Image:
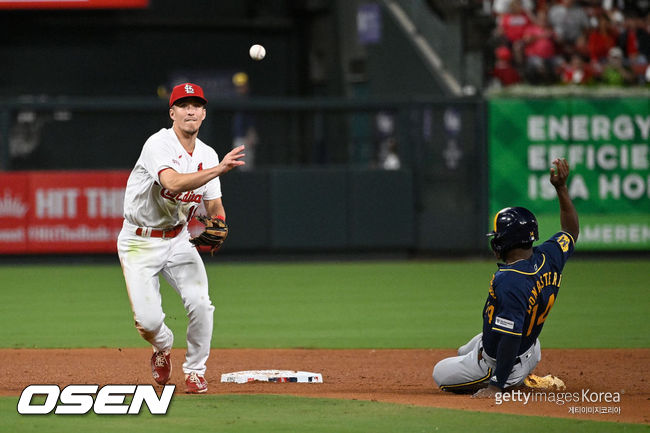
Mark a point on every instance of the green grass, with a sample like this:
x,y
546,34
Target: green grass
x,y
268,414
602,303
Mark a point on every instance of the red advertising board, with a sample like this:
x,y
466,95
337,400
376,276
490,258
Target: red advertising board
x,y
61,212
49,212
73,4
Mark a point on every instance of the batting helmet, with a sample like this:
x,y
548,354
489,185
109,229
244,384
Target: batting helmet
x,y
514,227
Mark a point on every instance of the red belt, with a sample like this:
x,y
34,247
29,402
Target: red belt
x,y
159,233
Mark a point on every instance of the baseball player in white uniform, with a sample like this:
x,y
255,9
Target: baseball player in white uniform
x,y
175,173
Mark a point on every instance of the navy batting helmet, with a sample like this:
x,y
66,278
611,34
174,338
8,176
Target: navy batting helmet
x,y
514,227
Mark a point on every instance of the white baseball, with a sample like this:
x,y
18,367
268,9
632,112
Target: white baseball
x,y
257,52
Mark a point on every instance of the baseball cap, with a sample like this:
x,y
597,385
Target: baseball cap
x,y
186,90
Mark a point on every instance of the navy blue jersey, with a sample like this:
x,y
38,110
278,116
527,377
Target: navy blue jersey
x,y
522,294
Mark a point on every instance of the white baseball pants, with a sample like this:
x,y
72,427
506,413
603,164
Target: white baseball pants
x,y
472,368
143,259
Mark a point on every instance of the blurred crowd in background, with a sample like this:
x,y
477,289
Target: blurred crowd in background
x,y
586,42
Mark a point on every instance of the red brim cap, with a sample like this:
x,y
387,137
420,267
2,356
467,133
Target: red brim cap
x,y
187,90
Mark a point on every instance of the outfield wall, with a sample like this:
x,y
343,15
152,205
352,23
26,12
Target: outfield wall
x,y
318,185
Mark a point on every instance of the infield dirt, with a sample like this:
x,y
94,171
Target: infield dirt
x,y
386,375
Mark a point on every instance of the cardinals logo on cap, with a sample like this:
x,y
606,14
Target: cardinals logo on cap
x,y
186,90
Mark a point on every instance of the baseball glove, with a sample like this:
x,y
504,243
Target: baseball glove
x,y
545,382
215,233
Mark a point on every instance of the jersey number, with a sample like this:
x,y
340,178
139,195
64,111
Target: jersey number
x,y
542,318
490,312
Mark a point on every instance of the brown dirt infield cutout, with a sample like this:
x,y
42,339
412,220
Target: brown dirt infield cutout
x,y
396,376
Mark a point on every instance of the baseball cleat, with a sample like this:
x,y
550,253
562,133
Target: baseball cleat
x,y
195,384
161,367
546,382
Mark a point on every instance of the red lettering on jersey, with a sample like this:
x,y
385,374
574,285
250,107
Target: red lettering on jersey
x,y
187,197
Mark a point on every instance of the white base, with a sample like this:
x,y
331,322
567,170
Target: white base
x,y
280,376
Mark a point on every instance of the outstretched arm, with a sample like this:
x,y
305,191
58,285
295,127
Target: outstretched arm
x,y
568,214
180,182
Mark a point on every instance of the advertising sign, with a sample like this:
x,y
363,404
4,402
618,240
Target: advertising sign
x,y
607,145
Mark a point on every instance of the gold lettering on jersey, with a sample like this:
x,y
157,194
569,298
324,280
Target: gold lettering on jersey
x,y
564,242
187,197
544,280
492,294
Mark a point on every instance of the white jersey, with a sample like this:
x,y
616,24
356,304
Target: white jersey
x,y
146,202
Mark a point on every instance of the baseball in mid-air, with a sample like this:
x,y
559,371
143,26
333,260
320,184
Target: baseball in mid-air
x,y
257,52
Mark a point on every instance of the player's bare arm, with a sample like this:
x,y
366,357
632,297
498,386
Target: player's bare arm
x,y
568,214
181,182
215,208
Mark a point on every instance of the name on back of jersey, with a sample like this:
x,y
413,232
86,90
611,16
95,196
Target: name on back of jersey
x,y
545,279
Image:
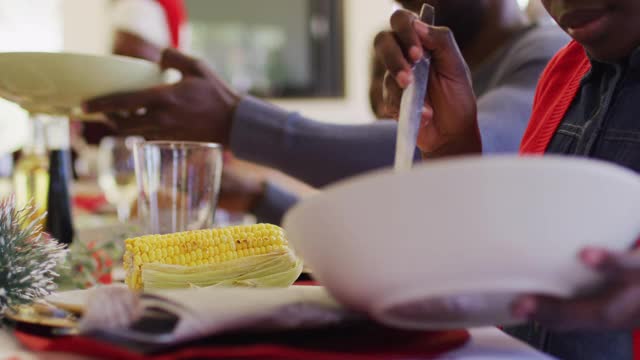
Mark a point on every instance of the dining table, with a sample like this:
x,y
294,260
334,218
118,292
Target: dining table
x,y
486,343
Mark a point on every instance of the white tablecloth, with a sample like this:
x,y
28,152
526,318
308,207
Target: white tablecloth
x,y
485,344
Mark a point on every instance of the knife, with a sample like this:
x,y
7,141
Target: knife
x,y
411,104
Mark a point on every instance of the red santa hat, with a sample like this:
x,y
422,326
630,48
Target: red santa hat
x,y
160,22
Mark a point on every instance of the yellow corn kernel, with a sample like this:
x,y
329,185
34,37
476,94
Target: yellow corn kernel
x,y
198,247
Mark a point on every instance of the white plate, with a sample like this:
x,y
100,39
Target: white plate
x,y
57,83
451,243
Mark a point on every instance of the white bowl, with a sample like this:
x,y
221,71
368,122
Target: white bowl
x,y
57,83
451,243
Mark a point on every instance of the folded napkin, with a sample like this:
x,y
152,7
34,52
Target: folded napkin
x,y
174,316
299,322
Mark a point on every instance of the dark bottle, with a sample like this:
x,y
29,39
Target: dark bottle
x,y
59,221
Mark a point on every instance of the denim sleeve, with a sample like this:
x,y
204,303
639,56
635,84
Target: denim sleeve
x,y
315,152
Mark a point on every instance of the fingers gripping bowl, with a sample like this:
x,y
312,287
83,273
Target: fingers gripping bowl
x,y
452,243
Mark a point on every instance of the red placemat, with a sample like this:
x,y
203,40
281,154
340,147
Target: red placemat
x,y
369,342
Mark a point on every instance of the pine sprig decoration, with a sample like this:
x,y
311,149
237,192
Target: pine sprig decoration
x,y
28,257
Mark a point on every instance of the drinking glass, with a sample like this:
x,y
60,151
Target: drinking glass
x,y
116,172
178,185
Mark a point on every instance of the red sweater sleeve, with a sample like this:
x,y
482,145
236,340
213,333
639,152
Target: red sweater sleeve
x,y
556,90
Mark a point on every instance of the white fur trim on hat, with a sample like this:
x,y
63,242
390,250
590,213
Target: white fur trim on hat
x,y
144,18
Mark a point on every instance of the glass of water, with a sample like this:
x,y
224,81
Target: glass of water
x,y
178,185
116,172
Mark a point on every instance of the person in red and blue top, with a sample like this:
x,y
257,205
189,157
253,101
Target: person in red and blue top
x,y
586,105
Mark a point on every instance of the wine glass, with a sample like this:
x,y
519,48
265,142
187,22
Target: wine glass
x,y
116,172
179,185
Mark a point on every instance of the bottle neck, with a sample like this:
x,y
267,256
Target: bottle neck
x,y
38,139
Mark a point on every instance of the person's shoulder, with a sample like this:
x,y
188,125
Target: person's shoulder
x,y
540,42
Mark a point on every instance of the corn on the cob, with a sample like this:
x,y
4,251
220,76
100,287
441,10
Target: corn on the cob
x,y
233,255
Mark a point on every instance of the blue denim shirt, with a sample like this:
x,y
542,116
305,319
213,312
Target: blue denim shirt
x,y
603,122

Exercise description: Rewrite all the entries above with every occurrence of "with a sample like this" changed to "following this format" and nothing else altered. Omit the pictures from your rewrite.

The completed task:
Image:
Mark a point on every instance of the green grass, following this format:
x,y
546,34
Target: green grass
x,y
268,414
602,303
Mark a point on every instance of the red advertising board, following this format:
x,y
466,95
337,400
376,276
490,258
Target: red advertising board
x,y
61,212
49,212
73,4
Mark a point on every instance of the batting helmet, following this format:
x,y
548,354
489,185
109,229
244,384
Target: batting helmet
x,y
514,227
Mark a point on every instance of the red belt, following this format:
x,y
34,247
29,402
Target: red belt
x,y
159,233
Mark a point on every instance of the baseball player in white uniform, following this format:
x,y
255,9
Target: baseball player in white uniform
x,y
175,173
Mark a point on every instance of the navy batting helmet, following this format:
x,y
66,278
611,34
174,338
8,176
Target: navy batting helmet
x,y
514,227
Mark a point on every instance of the white baseball, following this format:
x,y
18,367
268,9
632,112
Target: white baseball
x,y
257,52
Mark a point on every instance of the baseball cap, following this format:
x,y
597,385
Target: baseball cap
x,y
186,90
Mark a point on every instance of the navy blue jersey, following this format:
x,y
38,110
278,116
527,377
Target: navy blue jersey
x,y
522,294
Mark a point on every instance of the white baseball pants, following this format:
x,y
72,427
506,413
603,164
Target: white baseball pants
x,y
472,368
143,259
Mark a point on every instance of the blurred crowd in background, following this format:
x,y
477,289
Target: blurred crowd in background
x,y
586,42
Mark a point on every instance of the red brim cap, following this format:
x,y
387,137
420,267
2,356
467,133
Target: red brim cap
x,y
187,90
Mark a point on every instance of the outfield wall, following this format:
x,y
343,15
152,205
352,23
26,12
Target: outfield wall
x,y
318,185
Mark a point on every instance of the infield dirt, following this format:
x,y
94,171
Target: infield dirt
x,y
386,375
Mark a point on every instance of the cardinals logo on cap, following this format:
x,y
606,14
Target: cardinals logo on cap
x,y
186,90
Mark a point on every instance of the baseball glove, following this format:
x,y
504,243
Target: baseball glove
x,y
545,382
215,233
Mark a point on every instance of the jersey number, following this format:
x,y
340,178
139,195
64,111
Target: jersey number
x,y
542,318
490,312
Mark a point on every instance of the brown dirt infield cutout, following this format:
x,y
42,339
412,220
Target: brown dirt infield cutout
x,y
396,376
Mark a point on every instance of the baseball cleat, following this format:
x,y
550,253
562,133
Target: baseball cleat
x,y
195,384
161,367
546,382
Mark a point on every instance of the red lettering on jersey, following this format:
x,y
385,374
574,285
250,107
Target: red lettering on jersey
x,y
187,197
Mark a point on every instance of the white base, following this format:
x,y
331,322
567,170
Target: white base
x,y
280,376
Mark a point on every instance of the outstretched arm, following this format:
x,y
305,191
58,285
295,127
Target: outstretched arm
x,y
568,214
180,182
Mark a point on every instance of the advertising sign, following this format:
x,y
363,404
4,402
618,240
Target: advertising sign
x,y
607,145
Mark a point on every instance of the gold lettering on jersey, following this format:
x,y
157,194
569,298
324,280
Target: gold lettering on jersey
x,y
564,242
187,197
544,280
492,294
Mark a point on every instance of the white jersey, following this format:
x,y
616,24
356,304
Target: white jersey
x,y
146,202
Mark a point on every instance of the baseball in mid-air, following this format:
x,y
559,371
143,26
333,260
320,184
Target: baseball in mid-air
x,y
257,52
Mark a point on every instance of the player's bare arm, following this format:
x,y
366,357
632,297
498,386
Target: player's bare arm
x,y
568,214
181,182
215,208
Mark a point on every instance of the name on back of jersey, following this format:
x,y
413,232
86,90
611,16
95,196
Target: name on back of jersey
x,y
545,279
Image:
Mark a point on every instance of the dining table, following this format:
x,y
294,260
334,218
118,292
Target: dining table
x,y
486,343
Mark a point on every instance of the white tablecloth, following this format:
x,y
28,152
526,318
308,207
Target: white tablecloth
x,y
485,344
Mark a point on every instance of the knife, following this format:
x,y
7,141
Target: knife
x,y
411,104
Mark a point on every instance of the red santa hat, following this format:
x,y
422,326
630,48
Target: red santa hat
x,y
160,22
Mark a point on every instance of the yellow corn kernel, following this format:
x,y
329,185
34,37
476,94
Target: yellow corn kernel
x,y
198,247
Mark a point on every instance of the white plate, following this format:
x,y
100,39
Target: white plate
x,y
57,83
451,243
Mark a point on every instance of the white bowl, following this format:
x,y
221,71
368,122
Target: white bowl
x,y
57,83
451,243
Mark a point on every instance of the folded napkin, following this format:
x,y
152,7
34,52
Target: folded napkin
x,y
174,316
299,322
Mark a point on every instance of the dark bottle, following this format:
x,y
29,39
Target: dark bottle
x,y
59,221
Mark a point on every instance of the denim sleeve, following this format:
x,y
204,303
639,56
635,84
Target: denim sleeve
x,y
315,152
Mark a point on every instance of the fingers gripping bowl, following this format:
x,y
312,287
83,273
Target: fingers gripping bowl
x,y
452,243
Mark a point on every instance of the red placemat, following this format:
x,y
203,40
281,154
340,147
Target: red placemat
x,y
369,342
Mark a point on every instance of the pine sprig decoration, following this format:
x,y
311,149
237,192
Target: pine sprig decoration
x,y
28,257
Mark a point on every instance of the drinking glass, following this format:
x,y
60,151
Target: drinking glass
x,y
116,172
178,185
Mark a point on every instance of the red sweater sleeve, following this format:
x,y
482,145
236,340
213,333
639,152
Target: red sweater sleeve
x,y
556,90
Mark a point on every instance of the white fur trim on hat, following this format:
x,y
63,242
390,250
590,213
Target: white fur trim on hat
x,y
144,18
Mark a point on every instance of the glass of water, following this format:
x,y
224,81
Target: glass of water
x,y
178,185
116,172
Mark a point on every instance of the person in red and blue top, following this format:
x,y
257,205
189,157
253,101
Target: person in red and blue top
x,y
586,105
Mark a point on every instance of the wine glass, following this format:
x,y
519,48
265,142
187,22
Target: wine glass
x,y
116,172
179,185
Mark a point on every instance of the bottle neck, following this format:
x,y
267,256
Target: bottle neck
x,y
38,139
Mark a point on every instance of the person's shoulder, following this format:
x,y
188,125
Target: person's shoulder
x,y
540,42
Mark a point on every instance of the corn on the cob, following this format:
x,y
4,251
220,76
100,287
441,10
Target: corn on the cob
x,y
233,255
Mark a point on every instance of the blue denim shirt, following this format:
x,y
542,116
305,319
213,312
Target: blue denim shirt
x,y
603,122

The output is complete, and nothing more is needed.